“Whenever we sit down to write our stuff, we always say, ‘Man, this is the stupidest shit’—but then when it all comes together, it works!” On that note, Michael Thurber ends his break and heads back into Terminus Recording Studios, which is something of a landmark in the Manhattan Theater District. Paul McCartney and Liza Minnelli have recorded here. It’s in the same building where Tupac Shakur was shot five times.
It’s also where Thurber’s crew, CDZA (Collective Cadenza), creates musical videos with a meta twist. “The Beatles Argument,” for instance, features a lovers’ quarrel sung almost entirely in Beatles lyrics.
“Hip Hop Shopping Spree,” a three-minute rap medley, is accompanied by a calculation of the cumulative retail value of the songs’ product placements—almost $57 million. One video samples the history of misheard lyrics, from Carl Orff to Pink. Another chronicles the history of wooing and seducing men in song, ranging from Aretha Franklin (“A Natural Woman,” 1967) to Riskay (“Smell Yo Dick,” 2008).
And another takes the theme song from the ’90s sitcom The Fresh Prince of Bel-Air and translates it into foreign languages and then back to English using Google Translate; the broken lyrics are performed to violins and a rhythm section.
“We were drinking a little bit, and that idea just sort of came out,” admits Joe Sabia, the group’s lead “conceptor” and director. “One of our main things is producing videos that also serve as a commentary on American culture. Google Translate is something everyone uses, so we put together a song everyone knows and a device everyone knows.”
CDZA’s twentysomething founders met in 2011 after Sabia, an HBO and Myspace alum, reached out to Thurber (composer and “chief music guy”) for help scoring a corporate video. Thurber knew Matt McCorkle, an audio engineer who has worked with the likes of John Legend and New Found Glory.
Together, the new friends came up with the idea to create viral videos starring Juilliard-trained musicians, local rock and jazz artists, Broadway singers, and sketch comedians—done in a single Steadicam shot. “Our creative process looks like us sitting in an apartment, saying, ‘This would be funny, this would be cool,'” Thurber explains. “And then we begin to divide and conquer.”
Sabia and McCorkle work out the lighting, sound, choreography, and cinematography (with input from ace cameraman Kyle Fasanella), and Thurber hires the performers. They are “all in their 20s, and they’re phenomenal,” Sabia gushes. “They’re already playing Carnegie Hall, already on Broadway. They’re at the top of their game, and we get to have them all in one place before they really make it big.”
On a recent Sunday, CDZA was recording “Musical Puns,” which includes “Violynyrd Skynyrd,” a violin-led rendition of “Sweet Home Alabama,” and “Bassoon 5,” a bassoon-flavored version of Maroon 5’s “Sunday Morning.” Check out the behind-the-scenes footage shot and edited by my colleague Tim McDonnell, above.
····················
**WHAT YOU WILL DO**
1. According to the CDZA article, what was the calculated cumulative retail value of the product placements in "Hip Hop Shopping Spree"?
2. Reproduce the stretch of the CDZA article from "On a recent" through "Tim McDonnell, above.".
The lines after this note can be ignored.

**SUPPLIED INFORMATION**
····················
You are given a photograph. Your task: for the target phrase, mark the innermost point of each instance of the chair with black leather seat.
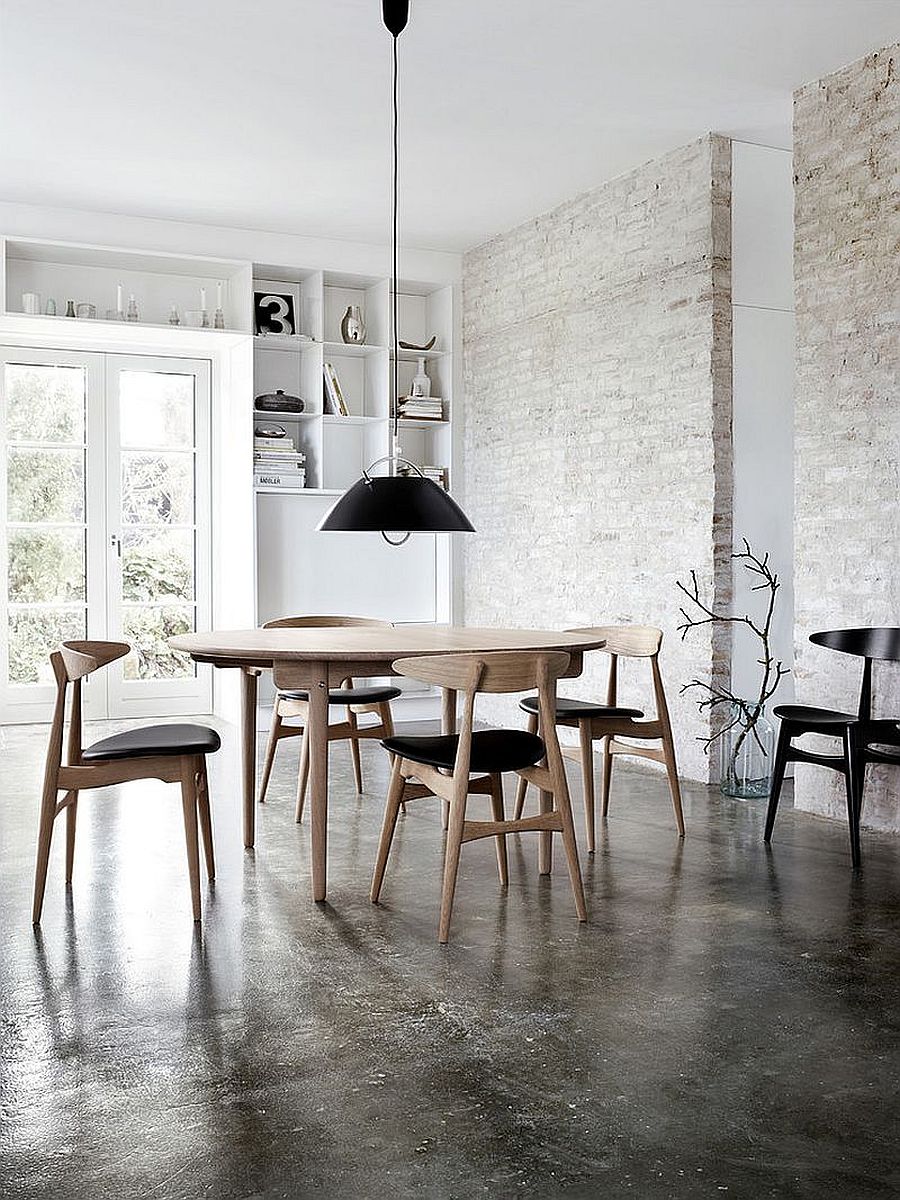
····················
**RESULTS OF THE TASKS**
1. Almost $57 million.

2.
On a recent Sunday, CDZA was recording “Musical Puns,” which includes “Violynyrd Skynyrd,” a violin-led rendition of “Sweet Home Alabama,” and “Bassoon 5,” a bassoon-flavored version of Maroon 5’s “Sunday Morning.” Check out the behind-the-scenes footage shot and edited by my colleague Tim McDonnell, above.